▸ WHAT TO DO
From the entries below, return exactly the lines beginning at the one that contains "of the eroded" and ending at the one that contains "Query: orange city bus", both of them included, and only those lines.

Records from a data collection
● ● ● ● ● ● ●

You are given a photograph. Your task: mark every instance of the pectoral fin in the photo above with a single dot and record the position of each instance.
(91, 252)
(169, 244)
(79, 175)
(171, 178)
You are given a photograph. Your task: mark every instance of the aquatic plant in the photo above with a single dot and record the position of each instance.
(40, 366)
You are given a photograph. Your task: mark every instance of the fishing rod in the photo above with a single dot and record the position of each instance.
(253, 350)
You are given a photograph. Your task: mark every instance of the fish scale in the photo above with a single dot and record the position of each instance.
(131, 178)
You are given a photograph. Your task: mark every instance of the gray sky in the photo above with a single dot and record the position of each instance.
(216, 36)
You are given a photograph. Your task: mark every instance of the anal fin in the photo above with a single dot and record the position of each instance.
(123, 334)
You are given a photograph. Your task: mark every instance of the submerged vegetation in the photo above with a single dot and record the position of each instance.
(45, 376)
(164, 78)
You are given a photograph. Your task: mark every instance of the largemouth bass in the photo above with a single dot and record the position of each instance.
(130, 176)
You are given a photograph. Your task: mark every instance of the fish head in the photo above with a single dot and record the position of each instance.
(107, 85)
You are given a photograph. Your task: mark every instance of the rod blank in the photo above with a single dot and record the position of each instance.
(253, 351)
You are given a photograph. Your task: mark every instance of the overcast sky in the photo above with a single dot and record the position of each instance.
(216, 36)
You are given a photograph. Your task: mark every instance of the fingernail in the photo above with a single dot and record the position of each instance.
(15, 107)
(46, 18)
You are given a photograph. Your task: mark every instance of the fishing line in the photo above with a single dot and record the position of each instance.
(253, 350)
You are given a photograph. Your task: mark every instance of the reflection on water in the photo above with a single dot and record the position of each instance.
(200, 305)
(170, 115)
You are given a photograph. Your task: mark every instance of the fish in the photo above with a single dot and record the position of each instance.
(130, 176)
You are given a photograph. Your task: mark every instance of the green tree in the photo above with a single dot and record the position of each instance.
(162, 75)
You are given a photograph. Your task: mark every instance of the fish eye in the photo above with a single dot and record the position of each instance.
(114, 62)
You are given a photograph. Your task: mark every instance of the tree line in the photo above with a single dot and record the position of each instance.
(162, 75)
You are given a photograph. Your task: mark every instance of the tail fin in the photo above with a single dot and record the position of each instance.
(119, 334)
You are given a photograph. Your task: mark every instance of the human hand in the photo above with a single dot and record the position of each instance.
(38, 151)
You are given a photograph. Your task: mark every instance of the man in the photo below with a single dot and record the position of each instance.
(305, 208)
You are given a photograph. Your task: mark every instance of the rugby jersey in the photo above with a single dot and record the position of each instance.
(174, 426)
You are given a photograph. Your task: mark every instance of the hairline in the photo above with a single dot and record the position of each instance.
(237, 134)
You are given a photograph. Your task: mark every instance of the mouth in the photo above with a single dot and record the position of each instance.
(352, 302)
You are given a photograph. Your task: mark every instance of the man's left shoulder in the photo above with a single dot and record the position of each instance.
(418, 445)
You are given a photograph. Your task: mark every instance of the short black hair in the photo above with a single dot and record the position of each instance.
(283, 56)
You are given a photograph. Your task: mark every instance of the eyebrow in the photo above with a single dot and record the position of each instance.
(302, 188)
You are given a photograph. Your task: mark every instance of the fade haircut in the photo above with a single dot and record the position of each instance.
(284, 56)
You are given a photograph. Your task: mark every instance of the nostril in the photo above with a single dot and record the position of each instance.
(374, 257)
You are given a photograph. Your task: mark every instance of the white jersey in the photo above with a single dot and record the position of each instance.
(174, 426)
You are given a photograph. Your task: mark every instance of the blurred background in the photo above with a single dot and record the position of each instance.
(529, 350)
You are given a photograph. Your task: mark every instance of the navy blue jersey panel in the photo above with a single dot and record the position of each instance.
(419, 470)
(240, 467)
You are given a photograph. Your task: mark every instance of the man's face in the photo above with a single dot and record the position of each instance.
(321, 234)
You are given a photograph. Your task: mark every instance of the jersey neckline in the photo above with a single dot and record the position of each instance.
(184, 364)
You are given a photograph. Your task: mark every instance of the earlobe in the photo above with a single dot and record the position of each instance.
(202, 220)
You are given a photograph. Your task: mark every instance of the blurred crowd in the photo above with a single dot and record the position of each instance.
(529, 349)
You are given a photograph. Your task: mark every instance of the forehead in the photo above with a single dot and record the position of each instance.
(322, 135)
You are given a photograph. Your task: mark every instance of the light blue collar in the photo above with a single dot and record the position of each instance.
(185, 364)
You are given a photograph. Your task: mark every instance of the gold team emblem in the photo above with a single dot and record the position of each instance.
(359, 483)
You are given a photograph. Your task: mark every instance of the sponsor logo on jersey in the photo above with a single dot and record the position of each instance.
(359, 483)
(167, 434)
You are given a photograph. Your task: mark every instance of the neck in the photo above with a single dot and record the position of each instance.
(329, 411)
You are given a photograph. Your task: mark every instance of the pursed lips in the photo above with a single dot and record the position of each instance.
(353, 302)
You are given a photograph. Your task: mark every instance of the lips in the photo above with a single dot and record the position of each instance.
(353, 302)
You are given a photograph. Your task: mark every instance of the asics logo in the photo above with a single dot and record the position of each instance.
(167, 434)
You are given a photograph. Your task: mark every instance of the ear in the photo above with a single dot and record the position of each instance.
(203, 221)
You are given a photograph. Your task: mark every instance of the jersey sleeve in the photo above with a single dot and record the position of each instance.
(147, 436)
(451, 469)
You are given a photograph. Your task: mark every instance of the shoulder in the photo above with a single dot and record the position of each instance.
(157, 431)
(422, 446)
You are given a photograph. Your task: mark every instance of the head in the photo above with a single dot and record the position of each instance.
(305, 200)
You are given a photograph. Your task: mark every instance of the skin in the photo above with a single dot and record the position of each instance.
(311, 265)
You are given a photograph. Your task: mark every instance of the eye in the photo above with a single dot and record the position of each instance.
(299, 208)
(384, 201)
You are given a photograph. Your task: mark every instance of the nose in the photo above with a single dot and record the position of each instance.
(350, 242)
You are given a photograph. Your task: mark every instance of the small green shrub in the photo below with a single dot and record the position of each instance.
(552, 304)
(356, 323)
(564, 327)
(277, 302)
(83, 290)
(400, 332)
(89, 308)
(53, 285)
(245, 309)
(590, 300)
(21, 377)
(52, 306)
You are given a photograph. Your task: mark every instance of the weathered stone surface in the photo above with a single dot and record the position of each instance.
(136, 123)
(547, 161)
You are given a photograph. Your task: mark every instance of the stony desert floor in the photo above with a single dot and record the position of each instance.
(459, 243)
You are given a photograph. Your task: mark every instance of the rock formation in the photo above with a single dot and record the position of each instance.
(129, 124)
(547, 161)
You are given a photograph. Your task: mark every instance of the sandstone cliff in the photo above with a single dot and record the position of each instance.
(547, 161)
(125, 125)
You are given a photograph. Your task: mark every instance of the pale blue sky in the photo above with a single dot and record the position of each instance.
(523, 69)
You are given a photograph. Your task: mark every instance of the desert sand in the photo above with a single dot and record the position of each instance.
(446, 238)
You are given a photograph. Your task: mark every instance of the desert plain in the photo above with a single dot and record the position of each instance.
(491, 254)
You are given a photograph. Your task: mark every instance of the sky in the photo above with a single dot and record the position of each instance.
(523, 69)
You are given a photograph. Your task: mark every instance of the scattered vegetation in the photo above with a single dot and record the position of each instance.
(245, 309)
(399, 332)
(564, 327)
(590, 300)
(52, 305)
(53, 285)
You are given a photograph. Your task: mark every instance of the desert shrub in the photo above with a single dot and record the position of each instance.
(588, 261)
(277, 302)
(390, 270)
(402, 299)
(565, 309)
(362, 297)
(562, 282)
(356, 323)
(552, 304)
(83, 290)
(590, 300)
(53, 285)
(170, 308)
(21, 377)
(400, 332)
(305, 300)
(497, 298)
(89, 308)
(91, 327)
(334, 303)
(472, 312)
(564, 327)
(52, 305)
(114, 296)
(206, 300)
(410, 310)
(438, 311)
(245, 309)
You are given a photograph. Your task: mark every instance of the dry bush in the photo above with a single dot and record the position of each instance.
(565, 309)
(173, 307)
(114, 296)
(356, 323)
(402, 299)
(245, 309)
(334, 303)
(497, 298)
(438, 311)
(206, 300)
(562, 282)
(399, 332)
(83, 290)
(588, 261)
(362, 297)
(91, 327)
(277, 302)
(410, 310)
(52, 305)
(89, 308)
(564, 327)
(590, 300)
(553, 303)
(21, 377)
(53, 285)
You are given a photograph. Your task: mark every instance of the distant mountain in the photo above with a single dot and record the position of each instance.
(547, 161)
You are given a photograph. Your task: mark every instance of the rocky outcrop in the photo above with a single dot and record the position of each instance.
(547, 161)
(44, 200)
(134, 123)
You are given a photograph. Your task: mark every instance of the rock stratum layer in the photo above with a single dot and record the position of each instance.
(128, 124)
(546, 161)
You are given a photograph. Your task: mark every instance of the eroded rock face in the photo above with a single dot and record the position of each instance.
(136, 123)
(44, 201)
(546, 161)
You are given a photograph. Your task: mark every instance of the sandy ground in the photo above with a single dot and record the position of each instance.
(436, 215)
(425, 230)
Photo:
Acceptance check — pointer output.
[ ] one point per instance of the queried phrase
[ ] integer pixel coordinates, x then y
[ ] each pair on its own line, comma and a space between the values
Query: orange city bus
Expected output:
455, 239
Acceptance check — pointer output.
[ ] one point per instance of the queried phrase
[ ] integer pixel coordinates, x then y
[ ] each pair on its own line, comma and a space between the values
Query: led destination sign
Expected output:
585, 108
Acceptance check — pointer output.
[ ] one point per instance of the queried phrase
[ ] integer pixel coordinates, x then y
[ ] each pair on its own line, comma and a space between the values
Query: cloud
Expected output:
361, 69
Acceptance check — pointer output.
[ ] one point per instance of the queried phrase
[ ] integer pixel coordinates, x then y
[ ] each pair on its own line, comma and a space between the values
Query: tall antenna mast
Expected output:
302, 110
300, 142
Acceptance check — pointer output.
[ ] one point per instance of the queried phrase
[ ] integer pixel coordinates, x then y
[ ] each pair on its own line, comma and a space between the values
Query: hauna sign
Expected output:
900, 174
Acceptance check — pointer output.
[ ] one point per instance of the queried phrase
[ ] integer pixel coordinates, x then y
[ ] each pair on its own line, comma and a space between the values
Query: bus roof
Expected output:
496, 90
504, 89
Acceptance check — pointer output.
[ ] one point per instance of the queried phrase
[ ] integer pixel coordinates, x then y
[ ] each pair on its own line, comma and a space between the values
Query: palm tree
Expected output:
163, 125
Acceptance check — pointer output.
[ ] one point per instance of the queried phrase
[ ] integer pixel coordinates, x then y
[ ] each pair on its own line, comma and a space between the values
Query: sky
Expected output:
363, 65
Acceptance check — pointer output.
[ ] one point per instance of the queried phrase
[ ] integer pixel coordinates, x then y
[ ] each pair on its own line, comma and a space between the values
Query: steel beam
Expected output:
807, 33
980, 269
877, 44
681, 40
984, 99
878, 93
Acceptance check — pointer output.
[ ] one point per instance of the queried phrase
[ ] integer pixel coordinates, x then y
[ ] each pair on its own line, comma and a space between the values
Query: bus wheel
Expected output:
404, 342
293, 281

● ● ● ● ● ● ●

▸ WRITTEN ANSWER
You are given a photograph. Your task: mark every instance of the eroded rock face in the photo above with a single dot and record the position of each instance.
(136, 123)
(44, 201)
(546, 161)
You are given a photograph. Your task: mark every instance of the sandy ground in the photo above with a single dot and record the position of each instance.
(436, 215)
(425, 230)
Photo:
Acceptance check — pointer output.
[ ] one point per instance of the queried phrase
[ ] integer pixel coordinates, x then y
[ ] each pair on its own line, comma and a space between the values
Query: orange city bus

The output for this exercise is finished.